• [Task to complete]:
Recast every line of the listing below as a numbered list, skipping blank lines and leaving out the pictures.

◇ ◇ ◇ ◇

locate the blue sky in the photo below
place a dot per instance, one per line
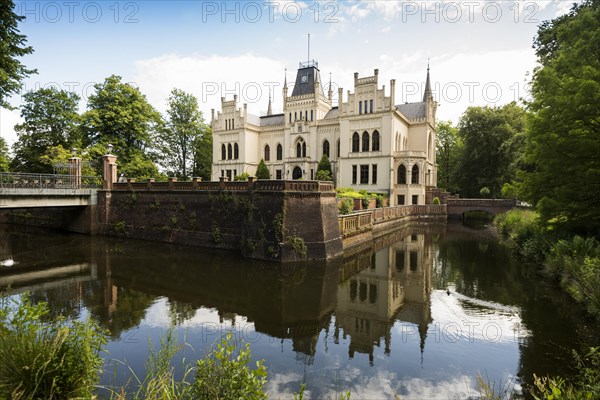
(479, 51)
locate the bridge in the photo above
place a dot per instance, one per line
(458, 207)
(19, 190)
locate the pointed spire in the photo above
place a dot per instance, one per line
(269, 111)
(427, 95)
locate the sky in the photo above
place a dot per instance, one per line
(479, 52)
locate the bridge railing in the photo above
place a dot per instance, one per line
(17, 180)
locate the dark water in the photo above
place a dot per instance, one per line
(420, 313)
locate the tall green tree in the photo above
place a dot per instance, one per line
(12, 46)
(562, 175)
(324, 169)
(262, 172)
(4, 157)
(183, 129)
(488, 152)
(448, 150)
(203, 154)
(50, 119)
(119, 114)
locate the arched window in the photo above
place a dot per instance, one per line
(401, 179)
(365, 141)
(326, 148)
(375, 141)
(355, 142)
(415, 174)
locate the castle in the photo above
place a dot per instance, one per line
(371, 142)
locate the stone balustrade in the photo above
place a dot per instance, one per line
(224, 184)
(363, 221)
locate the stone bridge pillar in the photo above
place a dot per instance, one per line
(109, 170)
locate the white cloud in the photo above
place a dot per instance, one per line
(248, 76)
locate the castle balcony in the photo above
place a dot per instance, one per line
(410, 154)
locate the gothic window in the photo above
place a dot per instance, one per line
(374, 174)
(366, 141)
(355, 142)
(415, 174)
(364, 174)
(326, 148)
(375, 141)
(401, 175)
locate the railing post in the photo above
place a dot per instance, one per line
(109, 169)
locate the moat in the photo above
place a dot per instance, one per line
(420, 313)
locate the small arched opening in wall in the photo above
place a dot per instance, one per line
(297, 173)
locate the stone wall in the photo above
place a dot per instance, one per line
(270, 220)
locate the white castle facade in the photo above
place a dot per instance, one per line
(371, 142)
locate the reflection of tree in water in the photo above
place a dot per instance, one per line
(179, 312)
(117, 309)
(484, 270)
(64, 301)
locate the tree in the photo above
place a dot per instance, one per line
(183, 129)
(487, 134)
(50, 119)
(119, 114)
(448, 150)
(324, 169)
(262, 172)
(4, 158)
(562, 172)
(203, 154)
(12, 46)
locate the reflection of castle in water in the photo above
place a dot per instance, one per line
(367, 293)
(392, 284)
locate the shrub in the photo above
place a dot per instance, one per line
(46, 360)
(262, 172)
(365, 202)
(224, 374)
(346, 206)
(241, 177)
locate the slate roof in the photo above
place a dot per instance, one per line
(413, 110)
(270, 120)
(333, 113)
(307, 87)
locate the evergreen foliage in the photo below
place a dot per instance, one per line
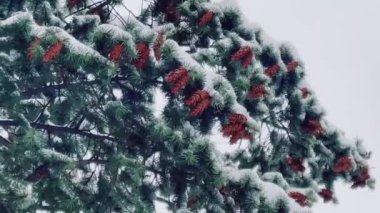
(78, 131)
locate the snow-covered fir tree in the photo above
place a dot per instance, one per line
(78, 80)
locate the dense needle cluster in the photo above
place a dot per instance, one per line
(53, 51)
(313, 127)
(257, 92)
(244, 54)
(206, 18)
(235, 129)
(143, 55)
(272, 70)
(295, 164)
(116, 53)
(178, 79)
(198, 102)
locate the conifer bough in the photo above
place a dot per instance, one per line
(79, 133)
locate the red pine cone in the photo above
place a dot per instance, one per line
(313, 127)
(171, 12)
(299, 198)
(53, 51)
(198, 102)
(116, 53)
(343, 165)
(240, 54)
(247, 60)
(72, 3)
(178, 79)
(305, 92)
(361, 180)
(33, 45)
(326, 194)
(143, 58)
(235, 129)
(272, 71)
(206, 18)
(245, 54)
(257, 92)
(296, 164)
(157, 46)
(292, 66)
(236, 118)
(197, 97)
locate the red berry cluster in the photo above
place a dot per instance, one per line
(72, 3)
(235, 129)
(272, 70)
(198, 102)
(343, 165)
(361, 180)
(292, 66)
(299, 198)
(116, 53)
(206, 18)
(33, 45)
(296, 164)
(53, 51)
(157, 46)
(257, 92)
(313, 127)
(305, 92)
(245, 54)
(143, 51)
(178, 79)
(326, 194)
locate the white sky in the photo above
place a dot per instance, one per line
(339, 42)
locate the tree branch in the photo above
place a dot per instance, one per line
(61, 129)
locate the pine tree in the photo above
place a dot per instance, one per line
(78, 132)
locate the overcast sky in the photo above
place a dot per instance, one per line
(339, 42)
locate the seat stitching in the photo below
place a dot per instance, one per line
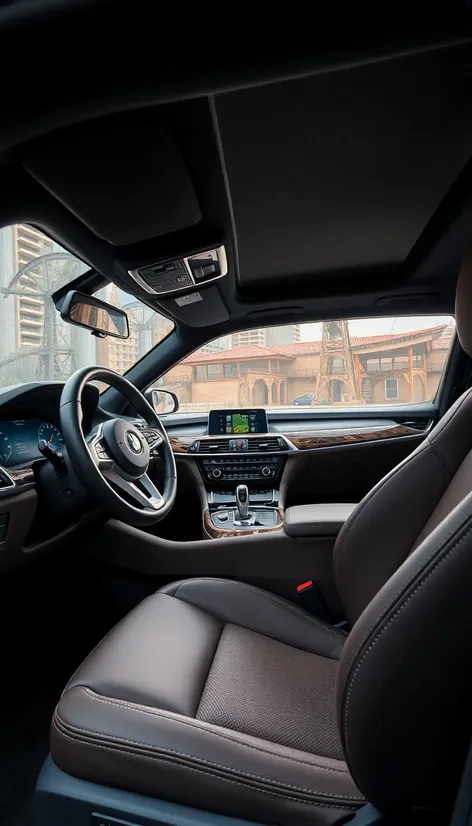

◇ ◇ ◇ ◇

• [Worked solution]:
1. locate the blue sky in the photo below
2. place a dot per instance, one per line
3. (479, 51)
4. locate the bridge in the photo above
5. place a dot per instance, one per line
6. (458, 207)
7. (19, 190)
8. locate the pointed spire in the photo above
9. place a dot per instance, one per line
10. (269, 111)
11. (427, 95)
12. locate the sky in the photo above
13. place a dot per instance, one per line
14. (479, 52)
15. locate the bridge railing in the photo above
16. place a dot per instance, one per line
17. (17, 180)
18. locate the dark water in the photo above
19. place a dot per instance, one per line
20. (420, 313)
21. locate the tall green tree in the photo above
22. place a dot per instance, one per line
23. (12, 46)
24. (562, 175)
25. (324, 169)
26. (262, 172)
27. (4, 157)
28. (183, 129)
29. (488, 152)
30. (448, 150)
31. (203, 154)
32. (50, 119)
33. (119, 114)
34. locate the arched window in the photo above
35. place a dot per instance, one per line
36. (401, 179)
37. (365, 141)
38. (326, 148)
39. (375, 141)
40. (355, 142)
41. (415, 174)
42. locate the castle in the photo above
43. place a dot per instance, one per line
44. (371, 142)
45. locate the stone balustrade in the photo above
46. place a dot per instance, one per line
47. (224, 184)
48. (363, 221)
49. locate the stone bridge pillar in the photo above
50. place a dot per instance, one per line
51. (109, 170)
52. locate the white cloud in the photo above
53. place a dot per instance, one per line
54. (248, 76)
55. locate the castle balcony in the photo above
56. place a dot per instance, one per line
57. (410, 154)
58. locate the gothic window in the photo above
59. place a dot per instance, one per line
60. (374, 174)
61. (366, 141)
62. (355, 142)
63. (415, 174)
64. (364, 174)
65. (326, 148)
66. (375, 141)
67. (401, 175)
68. locate the railing post in the photo above
69. place a dot per instance, one per line
70. (109, 169)
71. locate the moat in the photo above
72. place a dot per instance, one per line
73. (420, 313)
74. locate the small arched opening in wall in the photo above
75. place a dot per instance, one per line
76. (297, 173)
77. locate the stone wall in the photo above
78. place a dot per instance, one per line
79. (270, 220)
80. locate the white castle facade in the photo above
81. place a dot per instance, one per line
82. (371, 142)
83. locate the reflection of tree in water in the photo above
84. place a dot per instance, one per line
85. (179, 312)
86. (117, 309)
87. (484, 270)
88. (64, 301)
89. locate the tree in the photo above
90. place a dot per instance, one per line
91. (183, 129)
92. (487, 134)
93. (50, 119)
94. (119, 114)
95. (448, 150)
96. (324, 169)
97. (262, 172)
98. (4, 158)
99. (562, 172)
100. (203, 154)
101. (12, 46)
102. locate the reflection of castle in water in the photo above
103. place a dot per instance, one per line
104. (367, 293)
105. (392, 284)
106. locate the shrub in the photo above
107. place a dot per instance, one per line
108. (46, 360)
109. (262, 172)
110. (365, 202)
111. (224, 374)
112. (346, 206)
113. (241, 177)
114. locate the slate roof in the photo above
115. place a dot per instance, one per line
116. (413, 110)
117. (270, 120)
118. (333, 113)
119. (307, 87)
120. locate the evergreen foliage in the photo below
121. place a dot per instance, one per line
122. (78, 131)
123. locate the snow-covered fir tree in the photo above
124. place a dot per instance, one per line
125. (78, 80)
126. locate the dense needle cluster in the photo above
127. place a dot per instance, one per line
128. (53, 51)
129. (313, 127)
130. (257, 92)
131. (244, 54)
132. (206, 18)
133. (235, 129)
134. (143, 55)
135. (272, 70)
136. (295, 164)
137. (116, 53)
138. (178, 79)
139. (198, 102)
140. locate the conifer bough in the photo above
141. place a dot per instance, one per line
142. (79, 133)
143. locate the red pine cone in the photo above
144. place a dot per instance, one per line
145. (313, 127)
146. (171, 12)
147. (299, 198)
148. (53, 51)
149. (198, 102)
150. (116, 53)
151. (343, 165)
152. (240, 54)
153. (247, 60)
154. (72, 3)
155. (178, 79)
156. (305, 92)
157. (361, 180)
158. (33, 45)
159. (326, 194)
160. (143, 58)
161. (235, 129)
162. (272, 71)
163. (206, 18)
164. (245, 54)
165. (257, 92)
166. (296, 164)
167. (157, 46)
168. (292, 66)
169. (236, 118)
170. (197, 97)
171. locate the red berry cluster in the photo above
172. place a dot per instance, one per line
173. (72, 3)
174. (235, 129)
175. (272, 70)
176. (198, 102)
177. (343, 165)
178. (361, 180)
179. (292, 66)
180. (299, 198)
181. (116, 53)
182. (206, 18)
183. (33, 45)
184. (296, 164)
185. (53, 51)
186. (157, 46)
187. (257, 92)
188. (313, 127)
189. (305, 92)
190. (245, 54)
191. (143, 51)
192. (178, 79)
193. (326, 194)
194. locate the white sky in the photo above
195. place a dot per instance, one per line
196. (339, 42)
197. locate the tree branch in the photo above
198. place a dot per instance, one per line
199. (61, 129)
200. locate the pine tree in the photo above
201. place a dot per instance, one per line
202. (78, 132)
203. locate the overcast sky in the photo above
204. place a dot per instance, one per line
205. (339, 42)
206. locate the seat stitching in the photo below
207. place a dot per instance, one per line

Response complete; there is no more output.